=== Exercise requirements ===
Scan the material and copy out each line where the word "below" occurs.

=== Provided records ===
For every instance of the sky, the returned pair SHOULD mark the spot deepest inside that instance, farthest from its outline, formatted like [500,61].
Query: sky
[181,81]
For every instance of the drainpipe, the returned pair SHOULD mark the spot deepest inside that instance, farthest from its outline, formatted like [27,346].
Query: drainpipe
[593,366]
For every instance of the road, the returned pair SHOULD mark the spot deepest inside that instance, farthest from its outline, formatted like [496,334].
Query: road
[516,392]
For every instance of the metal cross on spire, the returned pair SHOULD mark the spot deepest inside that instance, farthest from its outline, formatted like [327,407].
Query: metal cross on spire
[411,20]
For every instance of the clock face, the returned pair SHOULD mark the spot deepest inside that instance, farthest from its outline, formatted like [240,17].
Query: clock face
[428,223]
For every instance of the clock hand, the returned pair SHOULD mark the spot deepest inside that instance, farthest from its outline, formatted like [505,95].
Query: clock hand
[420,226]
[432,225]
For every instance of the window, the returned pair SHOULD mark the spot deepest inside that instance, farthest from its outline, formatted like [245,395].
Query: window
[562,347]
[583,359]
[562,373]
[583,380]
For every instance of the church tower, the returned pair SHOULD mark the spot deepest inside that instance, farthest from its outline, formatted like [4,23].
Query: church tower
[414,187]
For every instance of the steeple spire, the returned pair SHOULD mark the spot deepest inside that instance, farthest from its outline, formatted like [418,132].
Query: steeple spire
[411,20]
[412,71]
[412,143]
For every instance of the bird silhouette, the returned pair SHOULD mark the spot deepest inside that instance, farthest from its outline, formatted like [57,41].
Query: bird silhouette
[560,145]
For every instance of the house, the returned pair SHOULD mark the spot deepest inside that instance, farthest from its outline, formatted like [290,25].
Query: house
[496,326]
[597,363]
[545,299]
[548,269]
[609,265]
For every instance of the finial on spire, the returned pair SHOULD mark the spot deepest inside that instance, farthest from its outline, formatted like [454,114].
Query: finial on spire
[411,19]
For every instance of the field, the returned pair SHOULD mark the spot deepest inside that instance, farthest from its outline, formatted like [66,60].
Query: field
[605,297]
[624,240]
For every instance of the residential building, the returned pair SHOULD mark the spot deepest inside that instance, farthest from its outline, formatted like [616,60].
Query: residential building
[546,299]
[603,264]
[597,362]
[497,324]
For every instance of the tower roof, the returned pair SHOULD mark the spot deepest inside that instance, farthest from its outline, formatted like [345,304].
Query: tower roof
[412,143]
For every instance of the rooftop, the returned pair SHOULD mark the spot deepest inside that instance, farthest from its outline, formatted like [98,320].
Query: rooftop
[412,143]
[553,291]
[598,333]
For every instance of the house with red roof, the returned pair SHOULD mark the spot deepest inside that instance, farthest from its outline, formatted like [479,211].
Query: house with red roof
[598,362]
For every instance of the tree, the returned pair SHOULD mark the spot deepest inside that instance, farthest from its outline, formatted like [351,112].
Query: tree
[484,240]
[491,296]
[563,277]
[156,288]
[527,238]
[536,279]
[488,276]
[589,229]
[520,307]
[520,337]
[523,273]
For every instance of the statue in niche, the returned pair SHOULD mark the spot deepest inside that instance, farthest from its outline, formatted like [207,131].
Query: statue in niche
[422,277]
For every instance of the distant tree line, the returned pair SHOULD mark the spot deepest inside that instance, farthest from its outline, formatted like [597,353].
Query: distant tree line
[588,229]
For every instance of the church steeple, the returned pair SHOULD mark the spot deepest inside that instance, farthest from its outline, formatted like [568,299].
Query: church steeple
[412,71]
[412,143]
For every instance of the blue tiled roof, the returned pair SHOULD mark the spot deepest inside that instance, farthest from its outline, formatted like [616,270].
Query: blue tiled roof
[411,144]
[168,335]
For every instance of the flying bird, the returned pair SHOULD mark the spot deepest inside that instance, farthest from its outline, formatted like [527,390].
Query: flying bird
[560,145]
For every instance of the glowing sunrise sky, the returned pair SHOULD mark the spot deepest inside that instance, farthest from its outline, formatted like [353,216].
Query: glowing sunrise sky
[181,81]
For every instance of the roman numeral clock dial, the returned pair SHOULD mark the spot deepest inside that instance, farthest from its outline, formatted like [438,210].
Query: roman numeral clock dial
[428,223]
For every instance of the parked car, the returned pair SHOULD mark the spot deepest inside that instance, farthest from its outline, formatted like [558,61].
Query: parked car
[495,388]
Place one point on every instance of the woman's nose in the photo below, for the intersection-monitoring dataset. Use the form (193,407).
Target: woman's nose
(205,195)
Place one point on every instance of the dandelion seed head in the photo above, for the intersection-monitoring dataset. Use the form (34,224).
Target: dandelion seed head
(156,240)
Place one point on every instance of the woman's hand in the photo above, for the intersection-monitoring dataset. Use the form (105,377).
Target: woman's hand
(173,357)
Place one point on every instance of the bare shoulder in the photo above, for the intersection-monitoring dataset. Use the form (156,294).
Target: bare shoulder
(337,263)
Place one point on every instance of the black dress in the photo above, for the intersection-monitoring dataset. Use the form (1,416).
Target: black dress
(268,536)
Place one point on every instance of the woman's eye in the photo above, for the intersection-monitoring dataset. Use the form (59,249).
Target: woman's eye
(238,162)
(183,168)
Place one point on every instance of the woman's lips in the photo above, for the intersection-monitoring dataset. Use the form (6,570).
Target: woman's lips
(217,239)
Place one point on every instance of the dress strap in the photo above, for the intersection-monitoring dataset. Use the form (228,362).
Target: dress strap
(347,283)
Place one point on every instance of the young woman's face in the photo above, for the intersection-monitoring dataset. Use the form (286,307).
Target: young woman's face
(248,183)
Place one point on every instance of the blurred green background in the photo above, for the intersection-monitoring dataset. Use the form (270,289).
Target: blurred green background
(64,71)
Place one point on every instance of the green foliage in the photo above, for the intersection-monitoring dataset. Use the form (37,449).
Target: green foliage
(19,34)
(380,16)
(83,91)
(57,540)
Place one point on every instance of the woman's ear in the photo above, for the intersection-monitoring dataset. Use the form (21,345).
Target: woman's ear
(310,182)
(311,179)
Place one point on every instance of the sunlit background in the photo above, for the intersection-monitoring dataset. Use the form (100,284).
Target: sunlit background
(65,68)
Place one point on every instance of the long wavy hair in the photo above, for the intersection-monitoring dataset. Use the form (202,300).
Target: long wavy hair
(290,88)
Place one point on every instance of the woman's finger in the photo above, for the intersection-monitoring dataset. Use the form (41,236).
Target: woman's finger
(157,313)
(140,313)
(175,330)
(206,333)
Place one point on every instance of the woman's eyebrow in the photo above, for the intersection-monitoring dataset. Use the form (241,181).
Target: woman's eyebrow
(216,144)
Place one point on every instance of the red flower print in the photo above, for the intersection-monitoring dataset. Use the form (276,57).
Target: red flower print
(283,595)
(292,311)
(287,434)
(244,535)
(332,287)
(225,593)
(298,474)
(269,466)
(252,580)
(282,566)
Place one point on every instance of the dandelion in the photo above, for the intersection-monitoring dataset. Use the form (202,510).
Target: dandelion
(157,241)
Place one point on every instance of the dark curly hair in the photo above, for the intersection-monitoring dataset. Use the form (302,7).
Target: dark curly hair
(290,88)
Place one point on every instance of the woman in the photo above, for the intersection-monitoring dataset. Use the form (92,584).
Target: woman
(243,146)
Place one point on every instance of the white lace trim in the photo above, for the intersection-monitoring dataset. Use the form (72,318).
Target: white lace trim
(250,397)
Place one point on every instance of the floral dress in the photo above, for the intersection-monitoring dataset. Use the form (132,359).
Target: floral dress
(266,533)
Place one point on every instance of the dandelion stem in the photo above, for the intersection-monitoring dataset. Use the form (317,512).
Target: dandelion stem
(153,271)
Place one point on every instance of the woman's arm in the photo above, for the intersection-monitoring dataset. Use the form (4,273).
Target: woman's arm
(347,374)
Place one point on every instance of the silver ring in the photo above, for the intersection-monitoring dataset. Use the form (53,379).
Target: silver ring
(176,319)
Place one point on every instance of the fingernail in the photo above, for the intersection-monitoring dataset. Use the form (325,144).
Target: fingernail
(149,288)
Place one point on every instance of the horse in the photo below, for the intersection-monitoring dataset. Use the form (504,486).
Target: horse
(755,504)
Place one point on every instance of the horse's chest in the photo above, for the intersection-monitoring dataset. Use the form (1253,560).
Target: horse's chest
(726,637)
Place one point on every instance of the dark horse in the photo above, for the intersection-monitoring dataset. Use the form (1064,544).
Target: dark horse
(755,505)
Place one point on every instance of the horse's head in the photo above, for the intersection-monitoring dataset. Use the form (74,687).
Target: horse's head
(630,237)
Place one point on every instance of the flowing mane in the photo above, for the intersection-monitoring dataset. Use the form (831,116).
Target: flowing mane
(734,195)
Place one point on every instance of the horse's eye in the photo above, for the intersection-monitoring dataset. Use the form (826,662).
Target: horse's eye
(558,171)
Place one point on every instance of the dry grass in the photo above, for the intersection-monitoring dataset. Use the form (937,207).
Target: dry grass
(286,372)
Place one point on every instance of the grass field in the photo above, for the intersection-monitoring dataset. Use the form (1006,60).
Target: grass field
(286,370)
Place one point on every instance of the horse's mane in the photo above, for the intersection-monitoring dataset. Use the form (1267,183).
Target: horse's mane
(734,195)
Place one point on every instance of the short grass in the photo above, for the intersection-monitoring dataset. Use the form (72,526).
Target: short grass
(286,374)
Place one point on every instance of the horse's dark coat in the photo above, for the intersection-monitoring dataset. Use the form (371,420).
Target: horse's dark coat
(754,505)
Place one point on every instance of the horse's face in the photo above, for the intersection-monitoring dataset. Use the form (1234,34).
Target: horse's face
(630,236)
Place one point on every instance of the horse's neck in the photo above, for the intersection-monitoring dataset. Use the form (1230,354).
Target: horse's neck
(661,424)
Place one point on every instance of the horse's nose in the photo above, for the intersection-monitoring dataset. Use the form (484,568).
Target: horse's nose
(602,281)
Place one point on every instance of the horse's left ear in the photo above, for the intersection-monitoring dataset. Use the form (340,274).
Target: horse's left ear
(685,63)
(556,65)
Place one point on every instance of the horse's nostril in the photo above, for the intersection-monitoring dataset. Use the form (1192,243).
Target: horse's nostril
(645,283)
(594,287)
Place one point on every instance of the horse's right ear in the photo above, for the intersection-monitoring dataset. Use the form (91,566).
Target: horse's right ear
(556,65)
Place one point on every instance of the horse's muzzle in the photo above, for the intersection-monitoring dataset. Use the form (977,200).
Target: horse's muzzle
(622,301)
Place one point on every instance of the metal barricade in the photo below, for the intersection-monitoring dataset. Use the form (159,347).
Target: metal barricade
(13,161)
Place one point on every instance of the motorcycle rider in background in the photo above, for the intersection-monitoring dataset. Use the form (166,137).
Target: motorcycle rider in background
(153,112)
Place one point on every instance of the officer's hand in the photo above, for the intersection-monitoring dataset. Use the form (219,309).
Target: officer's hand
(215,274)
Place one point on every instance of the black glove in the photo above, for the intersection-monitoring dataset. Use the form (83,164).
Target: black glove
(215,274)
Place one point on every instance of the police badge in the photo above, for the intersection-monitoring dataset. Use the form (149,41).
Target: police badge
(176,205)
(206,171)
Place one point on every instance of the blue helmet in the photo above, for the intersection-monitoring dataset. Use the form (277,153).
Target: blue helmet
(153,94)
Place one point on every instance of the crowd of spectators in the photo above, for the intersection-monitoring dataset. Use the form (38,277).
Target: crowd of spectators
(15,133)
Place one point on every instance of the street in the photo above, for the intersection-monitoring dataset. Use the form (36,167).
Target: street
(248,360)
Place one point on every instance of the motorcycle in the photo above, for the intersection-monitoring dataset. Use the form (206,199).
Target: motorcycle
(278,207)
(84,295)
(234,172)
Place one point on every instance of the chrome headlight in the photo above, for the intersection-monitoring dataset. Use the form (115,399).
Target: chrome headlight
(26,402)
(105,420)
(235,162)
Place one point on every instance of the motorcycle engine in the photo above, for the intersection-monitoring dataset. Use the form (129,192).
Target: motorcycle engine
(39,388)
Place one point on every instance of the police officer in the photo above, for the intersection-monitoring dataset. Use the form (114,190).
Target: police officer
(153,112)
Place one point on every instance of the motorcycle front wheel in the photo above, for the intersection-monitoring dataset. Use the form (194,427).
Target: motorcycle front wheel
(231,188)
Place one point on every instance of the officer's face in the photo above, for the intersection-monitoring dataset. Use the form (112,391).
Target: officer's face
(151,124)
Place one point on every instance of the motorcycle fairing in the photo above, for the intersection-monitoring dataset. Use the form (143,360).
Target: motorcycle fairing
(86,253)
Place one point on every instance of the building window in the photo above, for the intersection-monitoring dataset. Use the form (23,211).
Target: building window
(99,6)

=== Answer section ===
Place one point on every instance of the woman's nose in the photo below, for the intersection-monitoring dataset. Use the form (193,407).
Place one point on every instance of the horse in the photo below, for the intersection-monitoring dataset. Use the form (504,486).
Place one point on every instance of the metal barricade in the photo below, for the intersection-monitoring dataset. Use the form (159,347).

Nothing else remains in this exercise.